Brief 1: Display each line of the entries below that contains the string "Query", treating uppercase and lowercase letters as distinct.

Metro Eireann, January 2008
By Robin Hanan
Conditions in accommodation for asylum seekers vary greatly across Europe. A recent EU report notes that many countries, such as the UK, Sweden, Italy and Belgium, provide individual housing, while many now follow the Irish example of collective accommodation centres. In France, Italy, Spain and Slovenia, asylum seekers are subsidised in many cases to find their own accommodation.
Ireland, however, stands out in European terms for the absolute ban on anything which can be seen as encouraging asylum seekers to integration into Irish society. The Minister for Integration, Conor Lenihan TD, has been at pains to reiterate the traditional Department of Justice view that asylum seekers should not integrate into Irish society until they receive refugee status. But in most other EU countries, asylum seekers are encouraged to integrate from the point of arrival. In Portugal, for example, asylum seekers are given career guidance, educational support and self-catering facilities.

Brief 2: Retype the entire article on asylum seeker accommodation above, reproducing it without any alteration.

Entries excerpted from a collection
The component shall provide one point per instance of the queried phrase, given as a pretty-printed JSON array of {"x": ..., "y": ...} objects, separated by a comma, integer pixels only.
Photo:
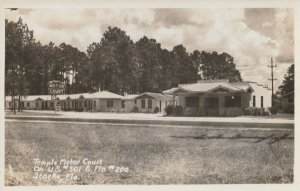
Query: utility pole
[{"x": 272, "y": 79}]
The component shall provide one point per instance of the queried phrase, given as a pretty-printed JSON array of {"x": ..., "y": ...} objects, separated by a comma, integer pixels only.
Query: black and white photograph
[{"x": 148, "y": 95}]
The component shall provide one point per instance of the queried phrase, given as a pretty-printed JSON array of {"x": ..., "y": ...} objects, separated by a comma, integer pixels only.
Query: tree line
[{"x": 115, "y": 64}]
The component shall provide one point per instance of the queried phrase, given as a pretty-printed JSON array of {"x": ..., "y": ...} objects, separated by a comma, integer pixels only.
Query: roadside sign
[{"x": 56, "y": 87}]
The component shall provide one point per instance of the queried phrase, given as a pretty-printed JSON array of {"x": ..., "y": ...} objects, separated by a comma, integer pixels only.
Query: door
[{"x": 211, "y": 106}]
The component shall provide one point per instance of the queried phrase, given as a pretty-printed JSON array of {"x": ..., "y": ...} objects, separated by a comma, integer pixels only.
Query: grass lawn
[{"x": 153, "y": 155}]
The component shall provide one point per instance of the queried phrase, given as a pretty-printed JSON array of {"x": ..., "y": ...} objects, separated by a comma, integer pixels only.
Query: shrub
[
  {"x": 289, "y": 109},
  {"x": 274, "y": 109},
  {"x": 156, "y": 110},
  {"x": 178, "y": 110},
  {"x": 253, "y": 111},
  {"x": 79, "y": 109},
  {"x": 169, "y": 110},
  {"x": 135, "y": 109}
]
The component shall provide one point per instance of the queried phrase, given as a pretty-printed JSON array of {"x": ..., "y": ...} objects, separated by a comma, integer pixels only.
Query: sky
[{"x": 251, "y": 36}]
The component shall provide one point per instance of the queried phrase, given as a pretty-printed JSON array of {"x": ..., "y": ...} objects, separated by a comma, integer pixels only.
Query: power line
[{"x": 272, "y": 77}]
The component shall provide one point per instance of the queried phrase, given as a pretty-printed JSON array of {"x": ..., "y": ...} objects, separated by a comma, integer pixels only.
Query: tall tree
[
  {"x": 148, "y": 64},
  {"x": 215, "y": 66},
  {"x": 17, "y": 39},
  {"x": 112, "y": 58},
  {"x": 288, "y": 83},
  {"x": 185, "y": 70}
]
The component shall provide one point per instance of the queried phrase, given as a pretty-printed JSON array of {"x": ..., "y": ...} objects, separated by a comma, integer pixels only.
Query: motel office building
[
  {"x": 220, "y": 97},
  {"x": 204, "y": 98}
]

Worked answer 1:
Query: utility pole
Query: black and white photograph
Query: tree line
Query: roadside sign
Query: door
Query: grass lawn
Query: shrub
Query: sky
Query: power line
Query: tall tree
Query: motel office building

Worked answer 2:
Metro Eireann, January 2008
By Robin Hanan
Conditions in accommodation for asylum seekers vary greatly across Europe. A recent EU report notes that many countries, such as the UK, Sweden, Italy and Belgium, provide individual housing, while many now follow the Irish example of collective accommodation centres. In France, Italy, Spain and Slovenia, asylum seekers are subsidised in many cases to find their own accommodation.
Ireland, however, stands out in European terms for the absolute ban on anything which can be seen as encouraging asylum seekers to integration into Irish society. The Minister for Integration, Conor Lenihan TD, has been at pains to reiterate the traditional Department of Justice view that asylum seekers should not integrate into Irish society until they receive refugee status. But in most other EU countries, asylum seekers are encouraged to integrate from the point of arrival. In Portugal, for example, asylum seekers are given career guidance, educational support and self-catering facilities.